Stored dataset items
▼▼▼

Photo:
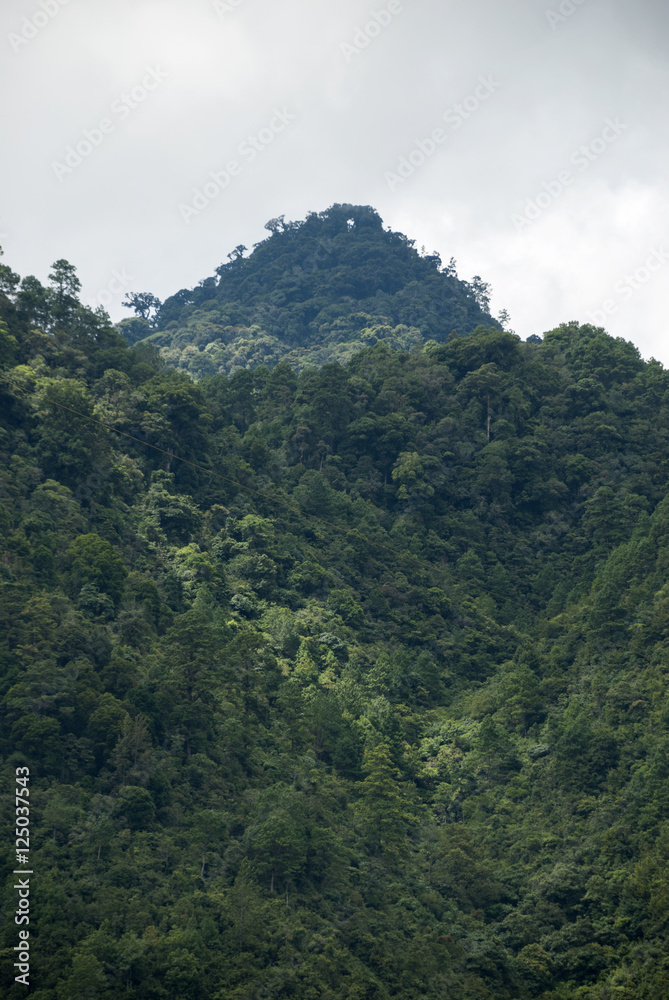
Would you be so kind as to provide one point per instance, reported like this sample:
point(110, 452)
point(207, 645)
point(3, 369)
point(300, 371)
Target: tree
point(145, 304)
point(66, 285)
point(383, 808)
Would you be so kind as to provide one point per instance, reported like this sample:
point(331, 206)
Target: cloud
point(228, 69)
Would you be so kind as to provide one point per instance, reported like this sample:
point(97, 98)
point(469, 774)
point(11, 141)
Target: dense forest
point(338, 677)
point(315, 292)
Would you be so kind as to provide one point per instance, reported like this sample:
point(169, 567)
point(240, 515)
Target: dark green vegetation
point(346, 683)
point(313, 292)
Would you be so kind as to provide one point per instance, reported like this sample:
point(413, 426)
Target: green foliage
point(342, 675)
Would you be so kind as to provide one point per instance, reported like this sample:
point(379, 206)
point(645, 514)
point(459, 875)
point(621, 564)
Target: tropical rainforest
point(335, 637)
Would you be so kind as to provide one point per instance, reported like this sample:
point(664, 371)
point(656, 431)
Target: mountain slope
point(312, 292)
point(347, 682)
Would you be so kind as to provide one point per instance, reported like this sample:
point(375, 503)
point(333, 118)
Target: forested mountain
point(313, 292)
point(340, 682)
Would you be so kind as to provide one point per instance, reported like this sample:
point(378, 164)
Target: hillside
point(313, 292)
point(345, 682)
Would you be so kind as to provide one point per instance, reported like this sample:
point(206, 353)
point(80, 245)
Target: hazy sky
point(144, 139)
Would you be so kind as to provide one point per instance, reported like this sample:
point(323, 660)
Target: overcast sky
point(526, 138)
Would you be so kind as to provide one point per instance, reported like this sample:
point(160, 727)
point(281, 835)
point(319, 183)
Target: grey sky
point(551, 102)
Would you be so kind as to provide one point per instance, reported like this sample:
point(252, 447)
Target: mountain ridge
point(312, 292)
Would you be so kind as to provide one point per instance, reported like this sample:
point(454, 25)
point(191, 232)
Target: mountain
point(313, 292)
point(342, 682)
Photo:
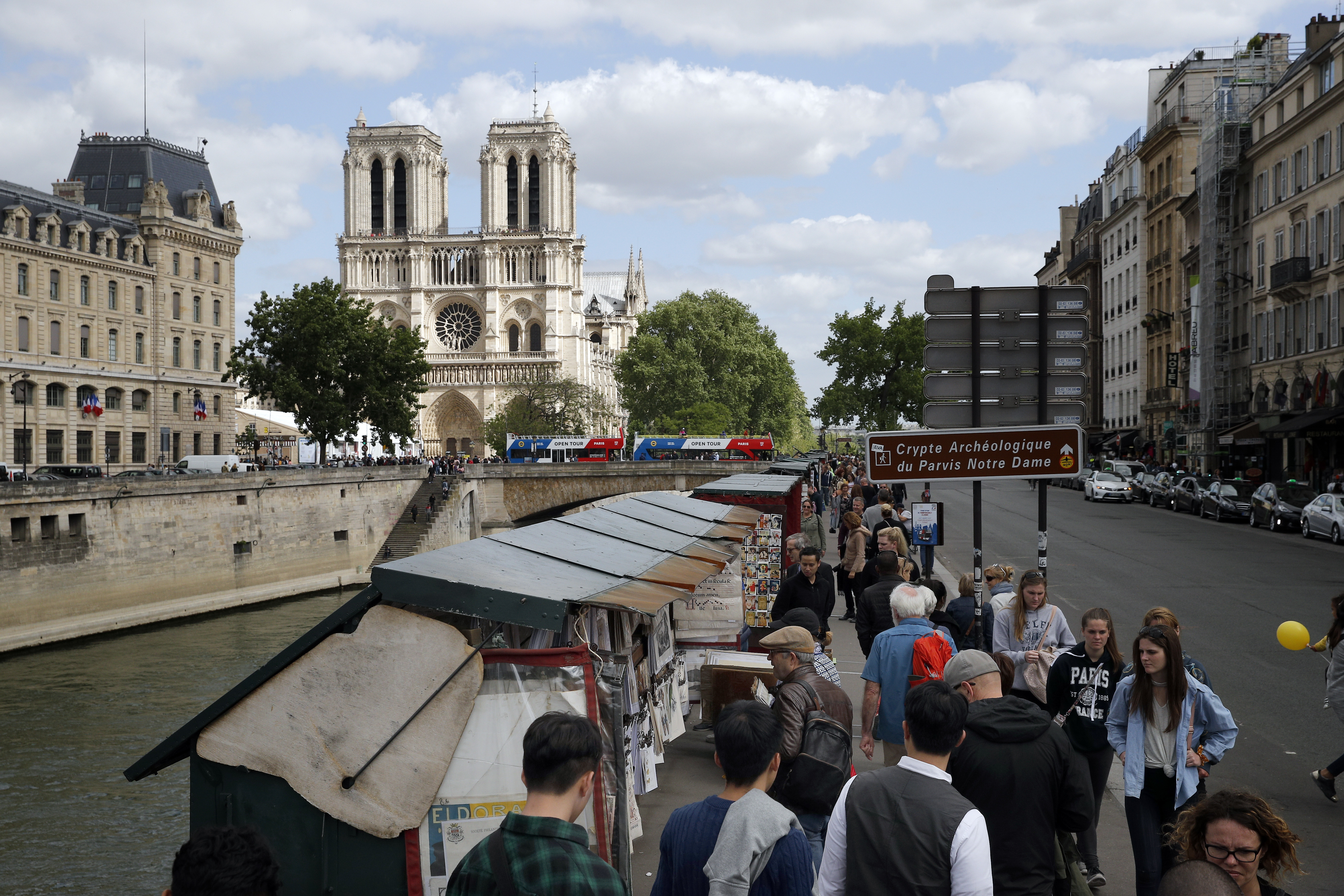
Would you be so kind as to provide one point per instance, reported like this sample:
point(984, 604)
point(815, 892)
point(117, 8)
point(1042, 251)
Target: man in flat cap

▲▲▲

WHAT THIS TASK INVOLVES —
Pictures stay out; reproduce every line of the records exactly.

COMPLETE ANSWER —
Photo:
Would you be so kind as to provide one point per instance, reported like this sample:
point(110, 452)
point(207, 645)
point(3, 369)
point(300, 371)
Target: tree
point(145, 304)
point(66, 285)
point(383, 808)
Would you be so kind as to provide one point per instance, reported like this sample:
point(331, 206)
Target: cloud
point(228, 69)
Would you be so kind as to provide one point per instance, reported like this sample:
point(97, 98)
point(469, 774)
point(11, 141)
Target: dense forest
point(338, 677)
point(315, 292)
Would you be so kind as to provide one point per instance, reported like this sample:
point(169, 567)
point(240, 515)
Target: dark green vegetation
point(346, 683)
point(313, 292)
Would you be so kind as to provide one point per instance, reported like this sample:
point(413, 426)
Target: green foliage
point(342, 675)
Would you be so kind as to provide one point per instance, reported like this sample:
point(379, 206)
point(645, 514)
point(459, 875)
point(621, 564)
Target: tropical rainforest
point(335, 637)
Would you be so kind as to provide one point per instance, reported like this sample:
point(664, 371)
point(656, 431)
Target: mountain slope
point(312, 292)
point(347, 682)
Would you be so kind as to provide one point per instance, reported like this sample:
point(375, 503)
point(333, 118)
Target: forested mountain
point(313, 292)
point(340, 682)
Would you be so kind as to provide one point per instance, reported like this sample:
point(378, 164)
Target: hillside
point(313, 292)
point(345, 682)
Would you be so kind as to provide one point per instance, reported like this sample:
point(206, 353)
point(80, 245)
Target: hazy sky
point(144, 139)
Would you be so kind as to provide one point per instance, reported like this sample:
point(323, 660)
Target: overcast sky
point(526, 138)
Would you be so kind as to provide one point per instance, reported like this sample:
point(160, 727)
point(281, 835)
point(319, 183)
Target: grey sky
point(551, 102)
Would you be so kind as to provide one point per instance, reported like this sample:
point(252, 447)
Target: mountain ridge
point(312, 292)
Would you be so kind as to provide one point per instance, reported like this sample:
point(454, 25)
point(191, 232)
Target: mountain
point(313, 292)
point(342, 682)
Photo:
Would you be so kind as to provide one point per instance, reported like this sample:
point(984, 604)
point(815, 892)
point(117, 8)
point(1042, 251)
Target: man in flat cap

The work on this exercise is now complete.